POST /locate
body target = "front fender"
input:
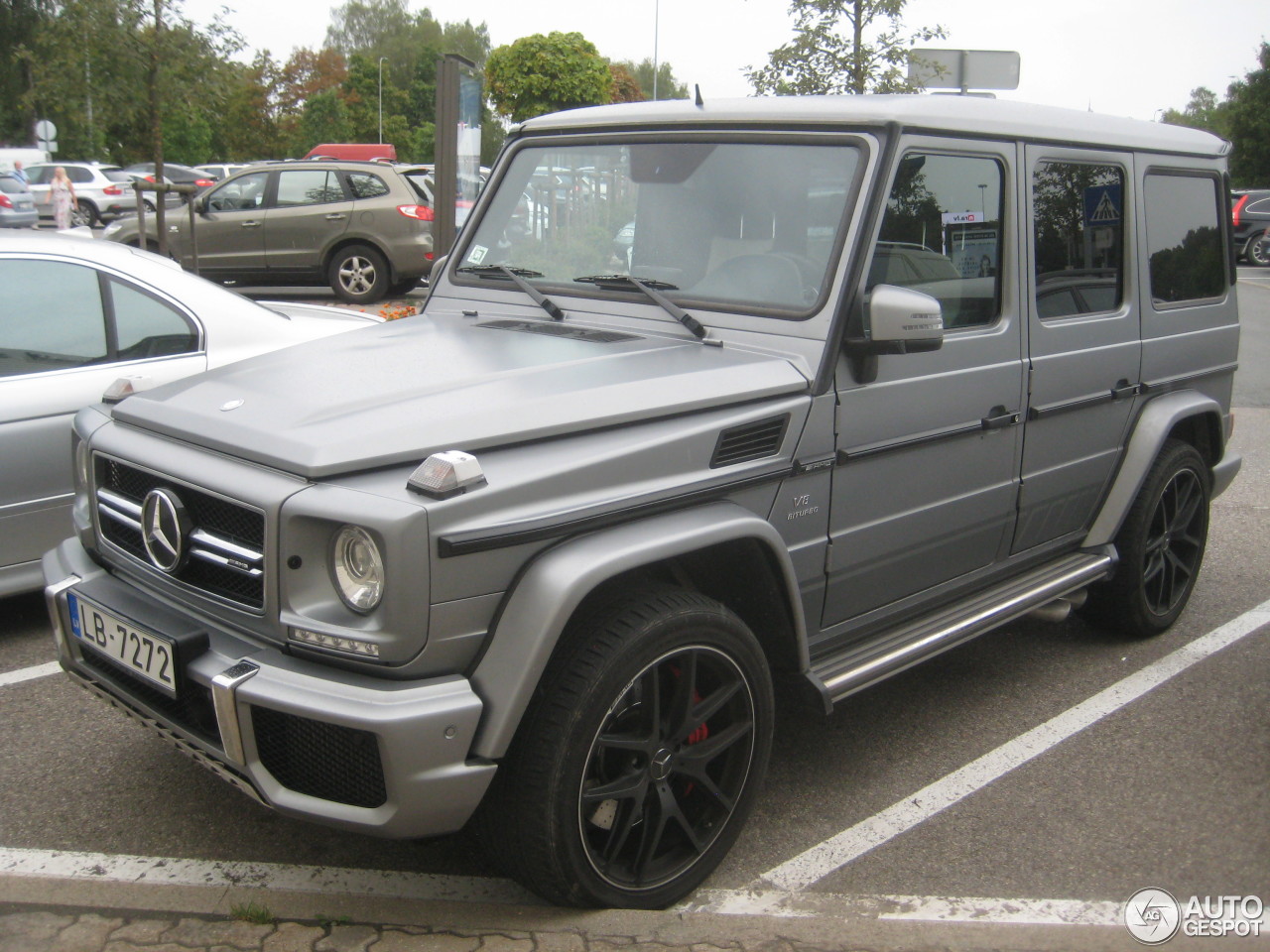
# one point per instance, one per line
(1152, 428)
(554, 585)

# TASK BRIEF:
The entries above need to be repeated in full, word for word. Skip the images.

# SOLVED PROBLEM:
POST /locate
body target = "front fender"
input:
# one point per instance, one per line
(1152, 428)
(554, 585)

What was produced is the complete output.